[Задание 1]
Объясните по тексту о книге «Жизнь в пустоте», почему огромные сибирские пространства сегодня возвращаются в первозданное состояние. Уложитесь в одно–три предложения.
[Задание 2]
Воспроизведите без изменений фрагмент текста о книге «Жизнь в пустоте», начиная со слов «В современной Сибири» и заканчивая словами «от их поддержки.».
[Задание 3]
Продолжите текст о книге «Жизнь в пустоте», начав сразу после его последнего предложения.

Россия — очень большая, но малонаселенная страна. Огромные сибирские пространства, активно колонизировавшиеся в прошлом и позапрошлом веке, сегодня возвращаются в первозданное состояние: власть не в состоянии контролировать и поддерживать разбросанные на сотнях квадратных километров небольшие населенные пункты, до которых зачастую почти невозможно добраться. О том, как они выживают, социологи Леонид Бляхер, Константин Григоричев и Александр Ковалевский написали книжку «Жизнь в пустоте» — по просьбе «Горького» про нее рассказывает Роман Королев.
Все мы начиная с 24 февраля 2022 года оказались перед лицом наступающего варварства, насилия и лжи. В этой ситуации чрезвычайно важно сохранить хотя бы остатки культуры и поддержать ценности гуманизма — в том числе ради будущего России. Поэтому редакция «Горького» продолжит говорить о книгах, напоминая нашим читателям, что в мире остается место мысли и вымыслу.
Леонид Бляхер, Константин Григоричев, Александр Ковалевский. Жизнь в пустоте: антропологические очерки социального пространства за пределами властного регулирования. М.: Фонд поддержки социальных исследований «Хамовники»; Common Place, 2024. Содержание
Как известно, будущего анархиста Петра Кропоткина навели на мысль о том, что государство — вещь излишняя и даже вредная для человека, наблюдения за сектантами-духоборами, сделанные им в годы юности в Сибири. Люди эти приспособились к суровым сибирским реалиям, где иные поселенцы гибли, исключительно благодаря взаимопомощи, и социальный строй их жизни поразительным образом выглядел более справедливым и разумным, чем тот, который молодой географ доселе имел возможность наблюдать на улицах императорского Петербурга.
В современной Сибири при желании тоже можно отыскать людей, чья жизнь протекает вне всякого взаимодействия с государством, — правда, оказались они в таком положении не по собственной воле. Речь идет об огромном пространстве «протяженностью до полутора тысяч километров вдоль реки Лены и ее притоков», где в полузаброшенных деревнях продолжают жить люди, хотя государство давно закрыло на эту жизнь глаза и самоустранилось от их поддержки.

[Фрагмент набора данных]

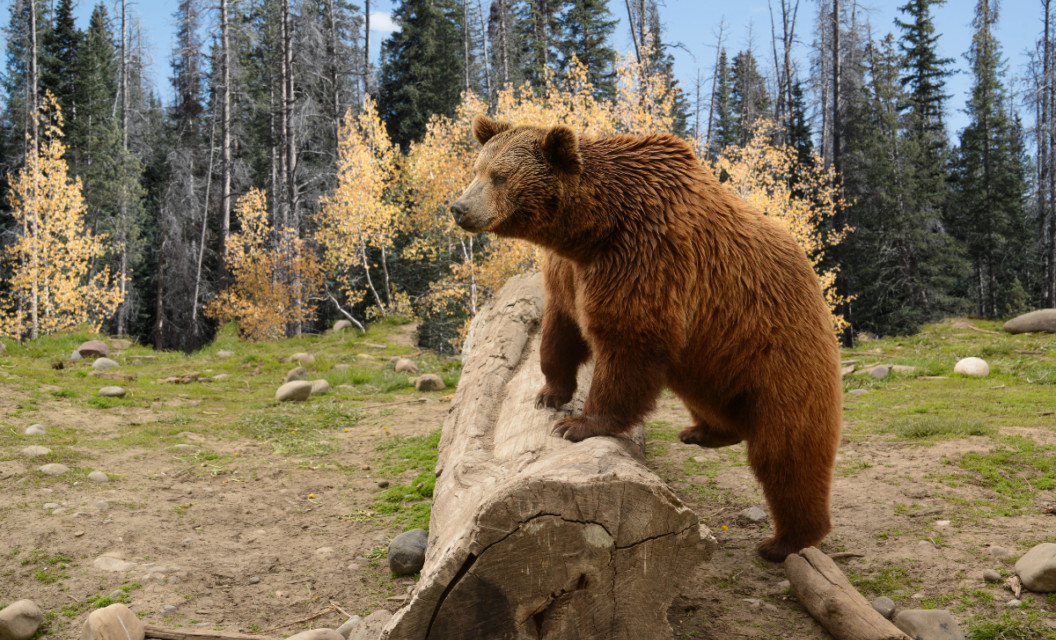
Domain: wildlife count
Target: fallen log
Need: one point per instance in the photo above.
(531, 535)
(824, 590)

[Ответ на задание 1]
Власть не в состоянии контролировать и поддерживать небольшие населенные пункты, разбросанные на сотнях квадратных километров. До этих пунктов зачастую почти невозможно добраться.

[Ответ на задание 2]
В современной Сибири при желании тоже можно отыскать людей, чья жизнь протекает вне всякого взаимодействия с государством, — правда, оказались они в таком положении не по собственной воле. Речь идет об огромном пространстве «протяженностью до полутора тысяч километров вдоль реки Лены и ее притоков», где в полузаброшенных деревнях продолжают жить люди, хотя государство давно закрыло на эту жизнь глаза и самоустранилось от их поддержки.

[Ответ на задание 3]
В ходе нескольких экспедиций социальные антропологи Бляхер, Григоричев и Ковалевский исследовали эти поселения, разделяемые десятками километров тайги. Экспедиции по понятным причинам проходили в летнее время: в межсезонье, когда все дороги разбиты, а река Лена (единственная в этой местности полноценная транспортная магистраль) недоступна для судоходства, добраться до этих мест можно только на вездеходе либо на вертолете. Между тем живущие здесь люди продолжают чем-то питаться, у них есть спутниковые антенны и моторные лодки, хотя бензин вроде бы стоит денег, а никакой работы в окрестностях по определению нет. В попытке ответить на вопросы, как все это вообще возможно, Бляхер, Григоричев и Ковалевский и написали книгу «Жизнь в пустоте».
Они осмысляют исследованное ими пространство как фронтир; обратите внимание, именно «фронтир», а не, например, приграничье. Граница разделяет два субъекта, фронтир же отделяет наполненное пространство от пустоты. Чистую социальную пустоту — территорию, которую полностью покинули люди, и из социального пространства она сделалась географическим — отыскать тяжело. Куда чаще речь идет о распаде одних социальных конфигураций при сохранении других: например, политические отношения исчезли, но сохранились хозяйственные. Итак, под термином «пустое социальное пространство» Бляхер, Григоричев и Ковалевский предлагают понимать «социальное пространство, по тем или иным причинам ускользающее от взгляда государства и любого стороннего наблюдателя». Именно такое пространство они и обнаружили в окрестностях Лены.
Когда-то бескрайние эти пространства колонизировала царская, а затем и советская власть, но впоследствии с властью той что-то случилось, и область ее воздействия начала сжиматься словно шагреневая кожа, а на территории, совсем недавно отвоеванные у нее человеком, вернулась тайга. Для государства территории, которые оно называет «межселенными», представляют собой «слепое пятно»: оно само сократило структуры муниципальной власти, занятые ведением статистики, а если статистика не ведется, то с официальной точки зрения ничего и не происходит.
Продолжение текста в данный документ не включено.